Copy the material below word for word, starting at the line that contains "the eyeglasses, one" and stopping after the line that contains "[(45, 52), (649, 67)]".

Input:
-------

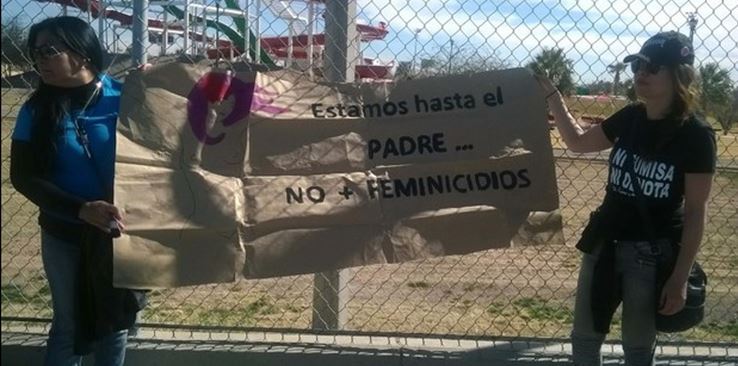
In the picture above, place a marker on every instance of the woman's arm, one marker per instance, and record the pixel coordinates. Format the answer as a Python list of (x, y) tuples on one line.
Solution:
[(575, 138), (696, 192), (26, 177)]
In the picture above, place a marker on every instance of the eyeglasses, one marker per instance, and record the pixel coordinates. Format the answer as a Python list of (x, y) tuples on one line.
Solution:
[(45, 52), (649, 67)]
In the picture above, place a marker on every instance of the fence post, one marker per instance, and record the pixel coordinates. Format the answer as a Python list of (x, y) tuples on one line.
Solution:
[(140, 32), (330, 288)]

-------

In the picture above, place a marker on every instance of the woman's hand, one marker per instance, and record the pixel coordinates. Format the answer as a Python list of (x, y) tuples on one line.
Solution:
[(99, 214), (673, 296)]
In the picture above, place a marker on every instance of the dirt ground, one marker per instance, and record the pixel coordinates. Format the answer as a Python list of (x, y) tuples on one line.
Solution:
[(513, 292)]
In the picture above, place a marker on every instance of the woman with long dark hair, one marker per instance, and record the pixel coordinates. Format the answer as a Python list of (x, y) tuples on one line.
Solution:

-------

Problem solution:
In the picture above, place a marker on every instance of the eyeglasses, one marker per instance, and record the pixel coordinates. Format the answer as a Python list of (x, y) tuples on one line.
Solution:
[(45, 52), (649, 67)]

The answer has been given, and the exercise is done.